§ What to work on
Give the count of lines in the data that include "distant", with no other words.

§ Given information
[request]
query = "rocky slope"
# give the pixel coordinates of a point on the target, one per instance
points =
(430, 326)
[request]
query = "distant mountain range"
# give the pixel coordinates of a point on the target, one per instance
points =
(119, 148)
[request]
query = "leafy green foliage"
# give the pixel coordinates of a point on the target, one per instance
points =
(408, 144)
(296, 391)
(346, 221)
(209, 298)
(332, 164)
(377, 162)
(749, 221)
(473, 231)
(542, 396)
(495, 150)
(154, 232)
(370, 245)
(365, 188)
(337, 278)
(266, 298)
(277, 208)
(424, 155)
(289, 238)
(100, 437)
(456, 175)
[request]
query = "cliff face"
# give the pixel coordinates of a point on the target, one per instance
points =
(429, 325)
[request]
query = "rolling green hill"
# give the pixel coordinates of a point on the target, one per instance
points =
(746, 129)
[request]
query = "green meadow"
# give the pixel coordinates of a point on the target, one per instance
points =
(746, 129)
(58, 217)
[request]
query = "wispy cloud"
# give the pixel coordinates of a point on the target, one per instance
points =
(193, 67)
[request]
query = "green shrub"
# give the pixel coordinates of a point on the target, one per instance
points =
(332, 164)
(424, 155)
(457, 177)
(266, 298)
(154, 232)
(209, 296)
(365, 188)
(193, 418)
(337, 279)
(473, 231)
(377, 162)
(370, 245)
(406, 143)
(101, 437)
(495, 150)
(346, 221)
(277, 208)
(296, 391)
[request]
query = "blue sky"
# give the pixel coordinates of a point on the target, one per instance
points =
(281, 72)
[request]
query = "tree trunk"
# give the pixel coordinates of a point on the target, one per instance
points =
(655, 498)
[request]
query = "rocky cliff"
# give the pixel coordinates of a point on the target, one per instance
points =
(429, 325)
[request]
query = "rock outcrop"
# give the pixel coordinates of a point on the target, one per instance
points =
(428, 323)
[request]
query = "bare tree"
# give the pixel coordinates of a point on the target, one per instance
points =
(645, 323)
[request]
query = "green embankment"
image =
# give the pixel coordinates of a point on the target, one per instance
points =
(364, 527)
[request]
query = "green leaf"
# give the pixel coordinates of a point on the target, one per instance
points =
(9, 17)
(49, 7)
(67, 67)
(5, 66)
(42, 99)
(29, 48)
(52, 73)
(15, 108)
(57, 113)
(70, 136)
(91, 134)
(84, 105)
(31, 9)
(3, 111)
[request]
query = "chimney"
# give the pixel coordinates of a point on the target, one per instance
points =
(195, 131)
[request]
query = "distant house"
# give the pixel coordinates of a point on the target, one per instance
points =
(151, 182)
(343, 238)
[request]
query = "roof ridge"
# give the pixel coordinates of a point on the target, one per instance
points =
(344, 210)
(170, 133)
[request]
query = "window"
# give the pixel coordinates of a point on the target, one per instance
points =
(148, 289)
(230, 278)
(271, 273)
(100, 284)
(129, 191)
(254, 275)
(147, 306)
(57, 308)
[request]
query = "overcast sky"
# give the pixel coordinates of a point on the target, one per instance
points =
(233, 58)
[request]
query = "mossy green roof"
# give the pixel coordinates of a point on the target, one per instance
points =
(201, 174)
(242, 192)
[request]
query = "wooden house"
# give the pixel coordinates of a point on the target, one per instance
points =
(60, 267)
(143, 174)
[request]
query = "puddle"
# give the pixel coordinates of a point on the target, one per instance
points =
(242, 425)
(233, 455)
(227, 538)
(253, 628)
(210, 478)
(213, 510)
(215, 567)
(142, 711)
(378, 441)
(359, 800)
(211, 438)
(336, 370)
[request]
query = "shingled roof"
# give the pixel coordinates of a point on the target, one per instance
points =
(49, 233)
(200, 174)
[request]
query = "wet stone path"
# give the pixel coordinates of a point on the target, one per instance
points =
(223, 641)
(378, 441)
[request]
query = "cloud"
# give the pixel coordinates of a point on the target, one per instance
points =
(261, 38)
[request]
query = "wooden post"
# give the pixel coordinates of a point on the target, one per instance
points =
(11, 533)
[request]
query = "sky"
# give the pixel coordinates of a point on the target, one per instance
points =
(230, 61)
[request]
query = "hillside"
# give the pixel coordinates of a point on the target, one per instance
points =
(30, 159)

§ Exercise response
2